+++ Entries +++

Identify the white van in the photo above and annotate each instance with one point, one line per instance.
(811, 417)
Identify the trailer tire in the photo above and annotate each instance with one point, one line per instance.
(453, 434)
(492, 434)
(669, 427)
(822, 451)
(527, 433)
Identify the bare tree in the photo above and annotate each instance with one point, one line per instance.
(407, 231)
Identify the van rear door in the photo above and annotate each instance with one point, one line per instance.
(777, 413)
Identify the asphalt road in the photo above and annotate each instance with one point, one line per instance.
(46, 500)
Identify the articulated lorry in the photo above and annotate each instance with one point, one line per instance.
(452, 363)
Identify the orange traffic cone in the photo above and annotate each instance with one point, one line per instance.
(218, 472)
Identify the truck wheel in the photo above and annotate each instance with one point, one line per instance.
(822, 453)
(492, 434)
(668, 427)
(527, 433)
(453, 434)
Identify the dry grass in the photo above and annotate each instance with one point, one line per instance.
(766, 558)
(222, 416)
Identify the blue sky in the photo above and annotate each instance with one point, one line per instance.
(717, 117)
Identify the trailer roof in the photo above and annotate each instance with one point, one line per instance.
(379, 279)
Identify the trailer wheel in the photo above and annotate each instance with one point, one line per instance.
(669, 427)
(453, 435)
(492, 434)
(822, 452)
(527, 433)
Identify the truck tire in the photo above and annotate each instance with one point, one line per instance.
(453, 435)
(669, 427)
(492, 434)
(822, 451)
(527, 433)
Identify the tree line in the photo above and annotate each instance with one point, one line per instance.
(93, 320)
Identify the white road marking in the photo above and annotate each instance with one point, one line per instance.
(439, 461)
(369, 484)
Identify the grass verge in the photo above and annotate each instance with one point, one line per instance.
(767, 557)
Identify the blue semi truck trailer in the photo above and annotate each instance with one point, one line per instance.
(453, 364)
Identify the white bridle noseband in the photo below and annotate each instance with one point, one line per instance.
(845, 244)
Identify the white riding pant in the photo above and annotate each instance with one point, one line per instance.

+++

### Written instruction
Restate all of the entries above precisely.

### Full solution
Identify the white van in the photo above and annotate each instance with one point, one line per instance.
(811, 417)
Identify the trailer tire in the photo above and annotate each instance with one point, one line per instance.
(453, 434)
(492, 434)
(669, 427)
(822, 451)
(527, 433)
Identify the bare tree in the photo above and annotate each instance with one point, one line per instance.
(407, 231)
Identify the van rear door in the photo above and annotate each instance with one point, one line per instance.
(777, 413)
Identify the asphalt road in the photo above and annotate each instance with one point, one line per instance.
(46, 500)
Identify the articulated lorry in the photo above and annotate each instance with one point, one line per instance.
(452, 363)
Identify the orange traffic cone in the photo above and annotate each instance with one point, one line per instance.
(218, 472)
Identify the truck wheel in the photo above and annotate each instance with one point, one line per instance.
(822, 453)
(492, 434)
(668, 427)
(527, 433)
(453, 434)
Identify the dry grass in the photo above and annotate each instance with one point, one line per instance.
(766, 558)
(222, 416)
Identify the blue sky in the photo above and annotate each instance with one point, one line per instance.
(717, 117)
Identify the trailer roof in the photo above and annotate each instance with one point, one line per instance.
(379, 279)
Identify the trailer wheel in the photo above and annotate each instance with one point, one line per instance.
(669, 427)
(453, 435)
(492, 434)
(822, 452)
(527, 433)
Identify the truck tire in the photo above and annotate each instance with one point, one line per instance.
(453, 435)
(669, 427)
(492, 434)
(822, 451)
(527, 433)
Identify the tree line in the photo above and annotate each instance with one point, one line per instance.
(93, 320)
Identify the white road marking in the photo above and annotate each instance with one point, one line per instance.
(439, 461)
(369, 484)
Identify the grass verge in the photo above and annotate each instance with one point, one line per instance.
(767, 557)
Identify the blue semi truck trailer in the photo above and annotate each instance with one point, one line per instance.
(453, 364)
Identify the white bridle noseband in the photo below and annotate each instance with one point, one line per instance.
(845, 244)
Identify the white riding pant in the photo above and annotate each instance with one point, one line per instance.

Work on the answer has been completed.